Reproduce the part of the records that opens with the line containing "Could you please locate the soldier's arm" and closes with the line containing "0 34 450 227", changing "dry grass field" to "dried grass field" and leaving everything else unchanged.

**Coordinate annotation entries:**
=-=-=

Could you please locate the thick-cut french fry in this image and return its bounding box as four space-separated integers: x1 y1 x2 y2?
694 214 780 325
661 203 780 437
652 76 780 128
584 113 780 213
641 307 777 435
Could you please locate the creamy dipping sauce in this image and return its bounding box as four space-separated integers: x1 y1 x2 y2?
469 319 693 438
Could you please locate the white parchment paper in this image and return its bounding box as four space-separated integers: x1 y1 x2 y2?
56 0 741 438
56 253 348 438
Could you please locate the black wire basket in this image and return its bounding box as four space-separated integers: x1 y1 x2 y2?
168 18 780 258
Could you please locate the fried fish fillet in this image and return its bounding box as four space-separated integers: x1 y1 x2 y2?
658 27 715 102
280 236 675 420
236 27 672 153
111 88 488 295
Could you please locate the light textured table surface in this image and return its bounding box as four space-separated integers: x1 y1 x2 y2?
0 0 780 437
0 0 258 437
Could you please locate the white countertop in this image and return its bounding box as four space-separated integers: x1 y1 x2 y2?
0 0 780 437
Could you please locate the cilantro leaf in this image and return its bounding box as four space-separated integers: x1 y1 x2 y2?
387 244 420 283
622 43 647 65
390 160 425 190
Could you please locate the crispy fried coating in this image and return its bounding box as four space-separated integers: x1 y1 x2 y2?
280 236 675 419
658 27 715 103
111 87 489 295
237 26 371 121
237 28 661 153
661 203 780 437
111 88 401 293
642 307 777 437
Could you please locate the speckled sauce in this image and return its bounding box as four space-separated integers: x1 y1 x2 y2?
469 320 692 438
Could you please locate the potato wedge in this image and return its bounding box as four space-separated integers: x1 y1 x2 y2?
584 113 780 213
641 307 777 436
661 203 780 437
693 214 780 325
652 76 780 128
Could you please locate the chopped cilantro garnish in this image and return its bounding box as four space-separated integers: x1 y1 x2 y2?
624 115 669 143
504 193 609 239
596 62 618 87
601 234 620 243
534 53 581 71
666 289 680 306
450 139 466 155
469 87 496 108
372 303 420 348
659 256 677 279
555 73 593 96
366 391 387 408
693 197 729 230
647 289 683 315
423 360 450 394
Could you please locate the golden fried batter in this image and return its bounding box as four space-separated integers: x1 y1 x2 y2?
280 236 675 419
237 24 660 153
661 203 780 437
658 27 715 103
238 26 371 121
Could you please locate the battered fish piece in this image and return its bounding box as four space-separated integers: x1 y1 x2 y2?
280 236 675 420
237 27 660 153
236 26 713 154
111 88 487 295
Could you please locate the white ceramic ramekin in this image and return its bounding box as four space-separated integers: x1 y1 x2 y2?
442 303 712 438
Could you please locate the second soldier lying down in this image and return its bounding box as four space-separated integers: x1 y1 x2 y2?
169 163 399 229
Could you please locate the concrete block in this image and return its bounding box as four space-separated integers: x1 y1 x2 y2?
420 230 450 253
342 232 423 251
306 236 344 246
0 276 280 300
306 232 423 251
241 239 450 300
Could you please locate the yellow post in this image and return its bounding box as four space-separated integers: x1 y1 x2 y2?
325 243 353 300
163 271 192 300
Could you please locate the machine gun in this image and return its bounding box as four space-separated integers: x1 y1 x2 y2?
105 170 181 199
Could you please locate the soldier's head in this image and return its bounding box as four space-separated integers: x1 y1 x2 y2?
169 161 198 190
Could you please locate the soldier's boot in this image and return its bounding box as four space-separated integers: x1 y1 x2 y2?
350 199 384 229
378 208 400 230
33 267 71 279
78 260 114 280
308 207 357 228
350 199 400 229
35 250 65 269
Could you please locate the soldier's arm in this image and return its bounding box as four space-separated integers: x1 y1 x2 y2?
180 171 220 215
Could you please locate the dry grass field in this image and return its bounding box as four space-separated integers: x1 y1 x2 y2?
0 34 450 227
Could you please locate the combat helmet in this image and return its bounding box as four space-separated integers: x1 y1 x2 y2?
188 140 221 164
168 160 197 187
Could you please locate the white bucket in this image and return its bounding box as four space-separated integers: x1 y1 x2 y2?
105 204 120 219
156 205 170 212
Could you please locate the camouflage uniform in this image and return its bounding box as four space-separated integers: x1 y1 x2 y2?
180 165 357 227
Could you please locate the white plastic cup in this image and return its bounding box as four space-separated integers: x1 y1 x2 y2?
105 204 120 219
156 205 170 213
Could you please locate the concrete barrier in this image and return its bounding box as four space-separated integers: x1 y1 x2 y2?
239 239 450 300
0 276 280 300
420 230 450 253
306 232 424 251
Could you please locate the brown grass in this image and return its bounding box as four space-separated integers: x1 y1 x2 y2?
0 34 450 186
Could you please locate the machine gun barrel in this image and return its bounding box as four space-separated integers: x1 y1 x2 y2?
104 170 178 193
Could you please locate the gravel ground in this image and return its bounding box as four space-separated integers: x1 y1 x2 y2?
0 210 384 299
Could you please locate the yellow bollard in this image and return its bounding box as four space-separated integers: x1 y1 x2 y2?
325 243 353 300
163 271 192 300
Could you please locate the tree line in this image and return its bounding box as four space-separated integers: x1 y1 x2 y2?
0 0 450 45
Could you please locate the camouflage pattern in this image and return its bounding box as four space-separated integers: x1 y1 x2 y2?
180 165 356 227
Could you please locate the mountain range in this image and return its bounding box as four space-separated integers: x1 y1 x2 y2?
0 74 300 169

=-=-=

**WRITTEN REPLY:**
Could you please locate the soldier's arm in this image and return its bounding box as four space-separated integers: x1 y1 x2 y2?
180 171 220 215
Could you please locate the dried grass field in this image and return its bounding box as four space-separated integers: x1 y1 x2 y2?
0 34 450 227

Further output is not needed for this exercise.